* **Aufgabe A**:
Welche Zeilen der Einträge enthalten das Wort "tree"? Liste jede dieser Zeilen vollständig und unverändert auf.

* **Seitenauszug**:
Grenzflächenmikrofone (oder kurz: Grenzflächen) sind spezielle Mikrofone, deren Funktionsweise, Nutzen, Einsatzgebiete, Vor- und Nachteile sich nicht jedem erschließen. Wir haben hier Erklärungen zum Mikrofontypus der Grenzflächen, einen Vergleichstest und einen Kaufberater miteinander kombiniert. Dadurch gibt es hier alles zum Thema Grenzflächen an einem Ort.
- Grenzflächenmikros: Grundlagen und Einsatzgebiete
- Was macht Grenzflächenmikrofone aus? Und wie funtkionieren sie?
- Gibt es Unterschiede bei den Grenzflächenmikrofonen?
- Gibt es andere Bezeichnungen für Grenzflächenmikrofone?
- Wofür werden Grenzflächenmikrofone verwendet?
- Gibt es mit der Grenzfläche verwandte Bauformen?
- Gibt es Alternativen zum Grenzflächenmikrofon?
- Grenzflächenmikrofone: Anwendung
- Wo und wie positionieren?
- Wie wichtig ist die Größe der Fläche, auf der ein Grenzflächenmikrofon positioniert wird?
- Grenzflechenmikrofone: Vorteile und Nachteile
- Alle Testkandidaten des Vergleichstests
- Grenzflächenmikros: Unsere Empfehlungen
- Allrounder
- Preis-Leistung
- Bassdrum
- Sprache
- AUDIOFILES IM DIREKTVERGLEICH
- Audiofiles im Direktvergleich
- Akustikgitarre
- Sprache
- Bassdrum innen
- Bassdrum innen
- Bassdrum außen / Front of Kit
- Bassdrum außen / Front of Kit
- ALLE BONEDO-EINZELTESTS VON GRENZFLÄCHENMIKROFONEN
- Alle Bonedo-Einzeltests von Grenzflächenmikrofonen
Grenzflächenmikros: Grundlagen und Einsatzgebiete
Was ist ein Grenzflächenmikrofon?
- Ein Grenzflächenmikrofon ist ein spezielles Mikrofon, welches bündig oder nah an einer möglichst großen, schalharten Fläche (Boden, Wand, Decke, Tisch) oder im Inneren von Instrumenten (Bassdrum, Cajon, Flügel) positioniert wird.

(Einträge zum Zeigen auf benannte Objekte)
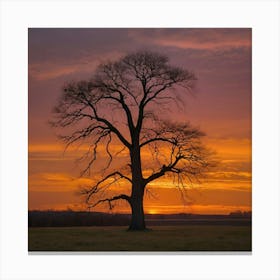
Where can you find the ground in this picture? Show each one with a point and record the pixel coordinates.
(159, 238)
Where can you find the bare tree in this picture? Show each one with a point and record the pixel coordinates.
(121, 102)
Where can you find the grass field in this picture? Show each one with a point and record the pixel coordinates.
(160, 238)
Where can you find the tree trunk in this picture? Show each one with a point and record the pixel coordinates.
(137, 192)
(137, 212)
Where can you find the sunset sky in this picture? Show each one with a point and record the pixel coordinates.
(220, 106)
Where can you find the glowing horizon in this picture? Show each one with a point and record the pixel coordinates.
(221, 58)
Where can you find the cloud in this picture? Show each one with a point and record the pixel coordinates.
(196, 38)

* **Aufgabe B**:
Wie geht der Text über Grenzflächenmikrofone nach seinem letzten Satz weiter? Setze ihn fort.

* **Ergebnis A**:
Where can you find the bare tree in this picture? Show each one with a point and record the pixel coordinates.
Where can you find the tree trunk in this picture? Show each one with a point and record the pixel coordinates.

* **Ergebnis B**:
Was macht Grenzflächenmikrofone aus? Und wie funtkionieren sie?
Grenzflächenmikros sind üblicherweise sehr flach, damit die Membran nah an der Grundlage aufliegen kann. Es gibt auch Grenzflächenmikrofone, die in Wand oder Tisch eingebaut werden und dadurch eine mit der sie umgebenden Fläche bündige Membran besitzen. Somit wären Einbaumikrofone das Ideal, aber wir haben sie aus verständlichen Gründen nicht getestet.
Damit der Druckstau die besten Auswirkungen auf das Mikrofon hat, sollte das Empfängerprinzip das eines Druckempfängers sein. Druckempfänger haben prinzipbedingt immer die Richtcharakteristik Kugel. Weil das Mikrofon ja nichts „aus der Wand hört“, sondern nur den ihn umgebenden Luftschall aufzeichnet, wird die resultierende Richtcharakteristik als „Halbkugel“ bezeichnet. Das Mikrofon ist eigentlich eine Kugelcharakteristik.
Es gibt aber noch andere Bauweisen von Grenzflächenmikrofonen, nämlich richtende. Hier wird mit einer Nieren-, Supernieren- oder Hypernierencharakteristik gearbeitet (die dann jeweils „Halb“ heißen, also beispielsweise „Halbe Niere“).
Gibt es Unterschiede bei den Grenzflächenmikrofonen?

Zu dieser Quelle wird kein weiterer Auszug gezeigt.